** start READING PASSAGE **

WAGONER COUNTY RURAL WATER DISTRICT NO. 2;  Wagoner County Rural Water District No. 7;  Wagoner County Rural Water District No. 9;  Cherokee County Rural Water District No. 11;  Peggs Water Company, an Oklahoma Not-For-Profit corporation;  Tri-B Nursery, Inc., an Oklahoma corporation, Plaintiffs-Appellants, v. GRAND RIVER DAM AUTHORITY;  United States of America;  Federal Energy Regulatory Commission;  United States Army Corps of Engineers;  Oklahoma Water Resources Board;  Cherokee Nation of Oklahoma, Defendants-Appellees.

No. 08-5120.

Decided: August 24, 2009

Before TACHA, O'BRIEN, and GORSUCH, Circuit Judges. C. Matthew Bickell (Steven M. Harris, with him on the briefs), Doyle Harris Davis & Haughey, Tulsa, OK, appearing for Appellants. James M. Reed (John T. Richer, with him on the brief), Hall, Estill, Hardwick, Gable, Golden & Nelson, P.C., Tulsa, OK, appearing for Appellee Grand River Dam Authority. Kathryn E. Kovacs, Attorney, United States Department of Justice, Environmental & Natural Resources Division, Appellate Section, Washington, D.C. (Ronald J. Tenpas, Assistant Attorney General, and Ellen J. Durkee, Attorney, United States Department of Justice, Environmental & Natural Resources Division, Appellate Section, Washington, D.C.;   and David E. O'Meilia, United States Attorney, and Cathryn D. McClanahan, Assistant United States Attorney, Office of the United States Attorney for the Northern District of Oklahoma, Tulsa, OK, with her on the brief), appearing for Appellees United States of America, Federal Energy Regulatory Commission, and the United States Army Corps of Engineers.

In a dispute over water rights, six plaintiffs-four water districts, a nonprofit corporation, and a private nursery-sued several defendants, including defendants-appellees Grand River Dam Authority (“GRDA”), the United States, and the United States Army Corps of Engineers.   The district court dismissed GRDA on Eleventh Amendment immunity grounds and the federal defendants on sovereign immunity grounds.   The plaintiffs appeal both dismissals.   We have jurisdiction under 28 U.S.C. § 1291, and we conclude that all defendants are immune from suit.   We therefore AFFIRM the district court's dismissal of the plaintiffs' complaint.

** end READING PASSAGE **

COMPLETE THE FOLLOWING ->
1 - In the water rights opinion, on what grounds did the district court dismiss GRDA?
2 - Carry the water rights opinion forward, starting after its final sentence.
The lines after this come from a separate source.

** start GIVEN MATERIAL **

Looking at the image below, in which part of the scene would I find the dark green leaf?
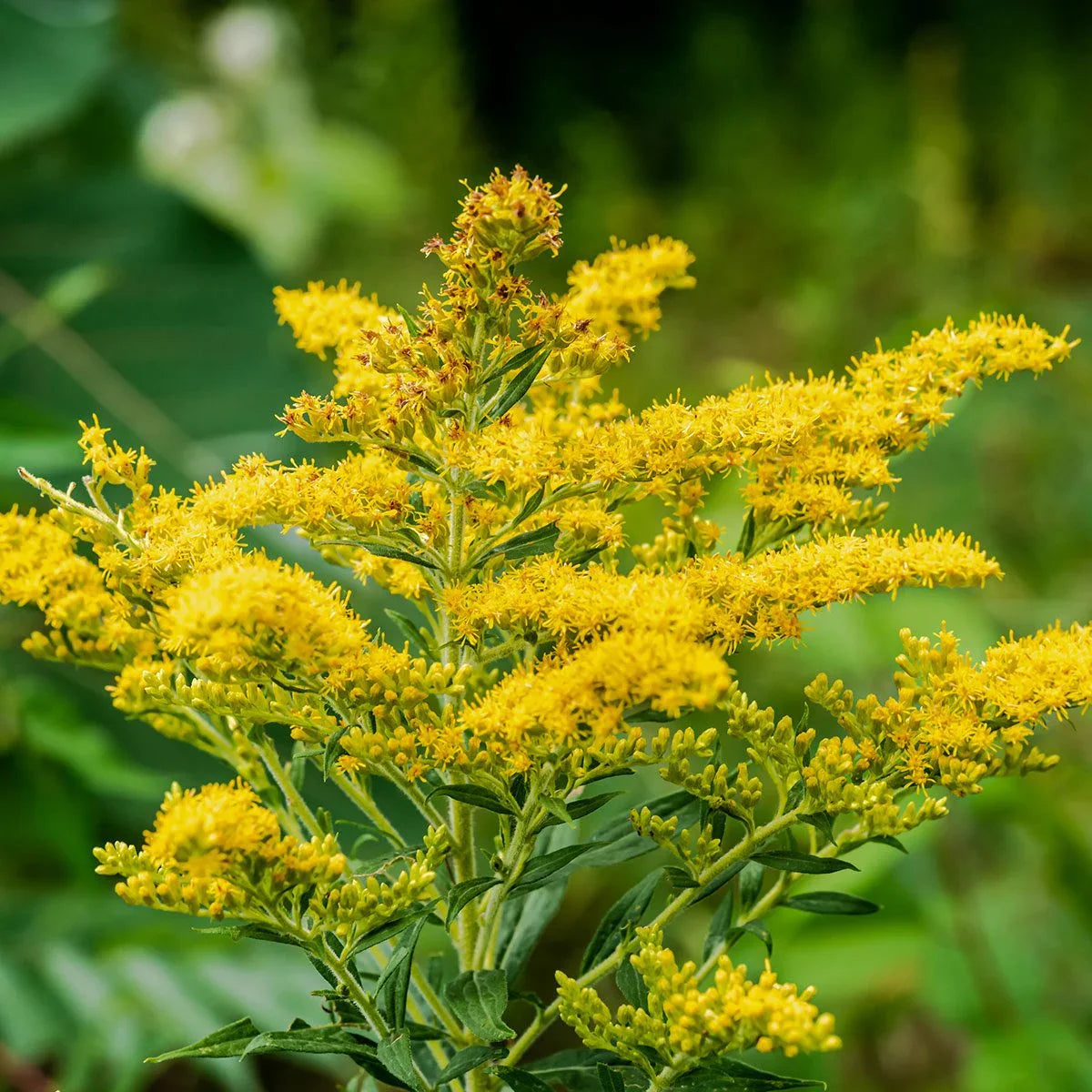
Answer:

** end GIVEN MATERIAL **

ANSWERS TO THE PROBLEMS ->
1 - Eleventh Amendment immunity grounds.

2 -
GRDA is an Oklahoma agency created to control, store, preserve, and distribute the waters of the Grand River and its tributaries.  Okla. Stat. tit. 82, § 861.   The Grand River flows into the Fort Gibson Reservoir, which lies on federal land.   Pursuant to its statutory grant of authority, GRDA has sold water from the Grand River to the plaintiffs and other third parties for decades.

In November 2007, the plaintiffs filed this lawsuit, seeking (1) a declaration regarding the plaintiffs' and defendants' interests in the water impounded at the Fort Gibson Reservoir, the water that flows into the reservoir (including the Grand River), and subsurface water taken from wells on nearby land (collectively, “Grand River water”);  (2) an injunction prohibiting GRDA from charging the plaintiffs for Grand River water;  and (3) restitution for all amounts previously paid to GRDA for Grand River water.   GRDA moved to dismiss the complaint under Rule 12(b)(1) of the Federal Rules of Civil Procedure based on Eleventh Amendment immunity.   In response, the plaintiffs argued that GRDA had waived any claim to immunity because it had previously invoked the jurisdiction of the federal courts.   Specifically, GRDA had sued the United States following completion of the Fort Gibson Dam, contending that the United States had not fully compensated GRDA for taking its right to develop water and electric power at the dam site.   See United States v. Grand River Dam Auth., 363 U.S. 229, 231, 80 S.Ct. 1134, 4 L.Ed.2d 1186 (1960) (hereinafter, “the takings case”).   According to the plaintiffs, GRDA waived its immunity in the takings case, and the waiver extends to this case because the cases involve the same subject matter.   The district court held that GRDA had not waived immunity from the plaintiffs' suit and dismissed the plaintiffs' claims.  Wagoner County Rural Water Dist. No. 2 v. Grand River Dam Auth., 625 F.Supp.2d 1162, 1166-67, 1171 (N.D.Okla.2008).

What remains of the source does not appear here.